§ The input
▬▬▬▬▬▬▬▬▬▬
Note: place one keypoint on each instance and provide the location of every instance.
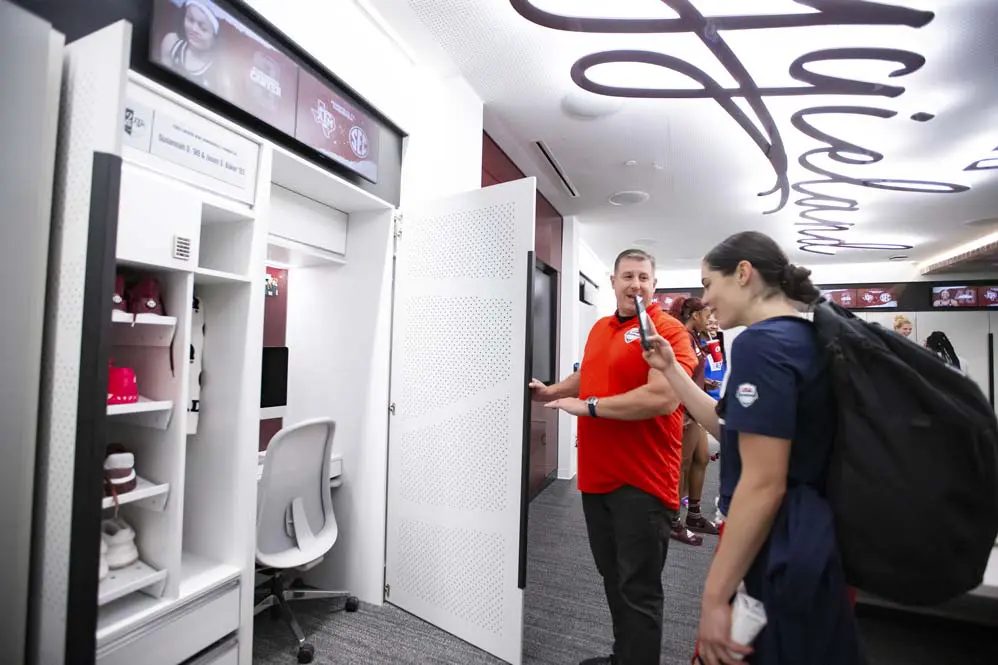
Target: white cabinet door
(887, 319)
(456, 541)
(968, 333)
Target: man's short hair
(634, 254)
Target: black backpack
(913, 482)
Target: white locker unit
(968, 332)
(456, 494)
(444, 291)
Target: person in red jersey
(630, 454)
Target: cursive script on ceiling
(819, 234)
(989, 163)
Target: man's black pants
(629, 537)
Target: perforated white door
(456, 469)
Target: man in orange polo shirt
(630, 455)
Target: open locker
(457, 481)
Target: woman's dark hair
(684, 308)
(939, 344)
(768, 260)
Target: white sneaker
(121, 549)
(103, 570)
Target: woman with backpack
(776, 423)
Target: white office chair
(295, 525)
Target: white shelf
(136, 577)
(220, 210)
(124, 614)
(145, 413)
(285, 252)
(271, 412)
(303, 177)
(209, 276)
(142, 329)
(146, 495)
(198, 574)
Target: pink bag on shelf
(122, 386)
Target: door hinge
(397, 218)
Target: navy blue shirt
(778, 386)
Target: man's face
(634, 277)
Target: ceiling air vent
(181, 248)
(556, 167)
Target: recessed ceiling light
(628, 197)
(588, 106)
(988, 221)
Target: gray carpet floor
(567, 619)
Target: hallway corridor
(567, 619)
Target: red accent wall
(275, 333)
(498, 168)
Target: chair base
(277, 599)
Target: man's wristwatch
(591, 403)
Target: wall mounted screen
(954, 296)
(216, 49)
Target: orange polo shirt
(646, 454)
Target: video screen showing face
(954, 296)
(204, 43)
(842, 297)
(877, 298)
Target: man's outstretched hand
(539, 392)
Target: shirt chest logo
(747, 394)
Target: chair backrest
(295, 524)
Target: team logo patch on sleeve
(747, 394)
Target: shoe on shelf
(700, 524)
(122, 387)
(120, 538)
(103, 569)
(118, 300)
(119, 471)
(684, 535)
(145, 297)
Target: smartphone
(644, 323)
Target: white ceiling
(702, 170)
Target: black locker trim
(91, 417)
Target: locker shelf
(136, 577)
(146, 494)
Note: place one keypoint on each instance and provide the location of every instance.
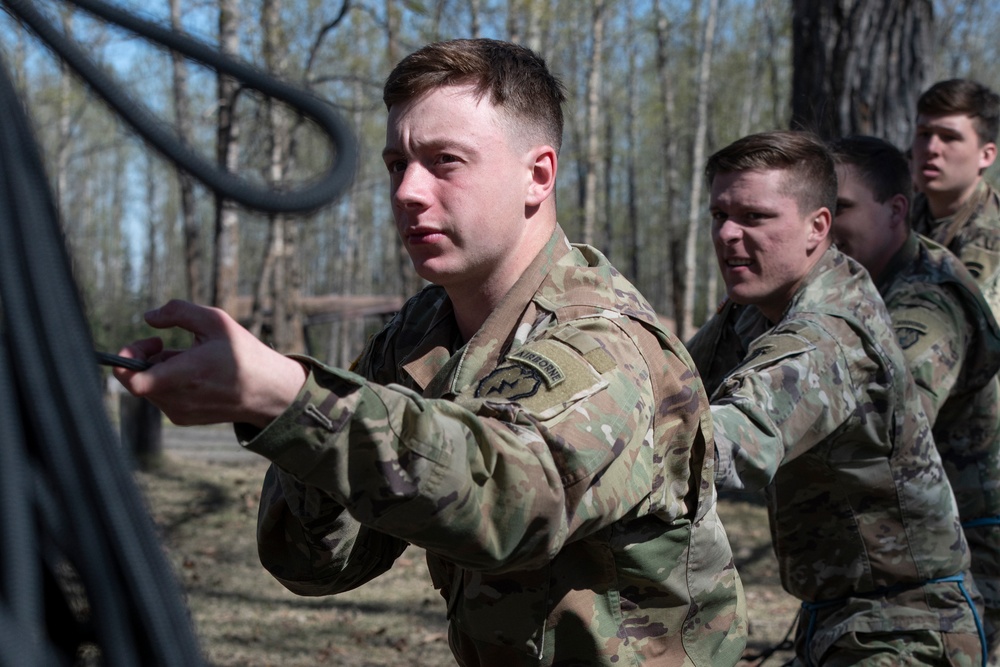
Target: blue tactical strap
▬▬▬▬▬▬▬▬▬▬
§ Set exercise
Omit the pictures. Output every record above word for word.

§ Written reply
Note: place one keypoint on each instance and provide the location of every instance.
Target: white cabinet door
(887, 319)
(456, 541)
(968, 333)
Target: man's short hair
(634, 254)
Target: black backpack
(913, 482)
Target: white locker unit
(968, 332)
(456, 494)
(444, 291)
Target: person in red jersey
(630, 454)
Target: cursive script on ceiling
(819, 234)
(989, 163)
Target: man's black pants
(629, 537)
Target: perforated white door
(456, 469)
Target: man in orange polo shirt
(630, 455)
Target: open locker
(457, 481)
Target: woman's dark hair
(684, 308)
(939, 344)
(768, 260)
Target: white sneaker
(121, 549)
(103, 570)
Target: woman with backpack
(776, 423)
Target: white office chair
(295, 525)
Target: white shelf
(136, 577)
(220, 210)
(124, 614)
(145, 413)
(285, 252)
(271, 412)
(303, 177)
(209, 276)
(142, 329)
(146, 495)
(198, 574)
Target: pink bag on shelf
(122, 386)
Target: door hinge
(397, 218)
Target: navy blue shirt
(778, 386)
Target: man's face
(634, 277)
Target: ceiling air vent
(181, 248)
(556, 167)
Target: recessed ceiling light
(628, 197)
(588, 106)
(988, 221)
Target: gray carpet floor
(567, 619)
Target: hallway corridor
(567, 619)
Target: red accent wall
(275, 333)
(498, 168)
Target: chair base
(277, 599)
Target: man's wristwatch
(591, 403)
Target: wall mounted screen
(954, 296)
(216, 49)
Target: orange polo shirt
(646, 454)
Target: video screen showing face
(954, 296)
(204, 43)
(842, 297)
(877, 298)
Target: man's outstretched hand
(539, 392)
Target: shirt chest logo
(747, 394)
Target: chair backrest
(295, 524)
Target: team logo patch on sleeve
(747, 394)
Target: shoe on shelf
(700, 524)
(122, 387)
(120, 538)
(103, 569)
(118, 300)
(119, 471)
(684, 535)
(145, 297)
Target: smartphone
(644, 323)
Target: white ceiling
(702, 170)
Target: black locker trim
(91, 417)
Target: locker shelf
(136, 577)
(146, 494)
Note: place one keypoint on each instance and provide the location of every instance.
Target: blue tactical strap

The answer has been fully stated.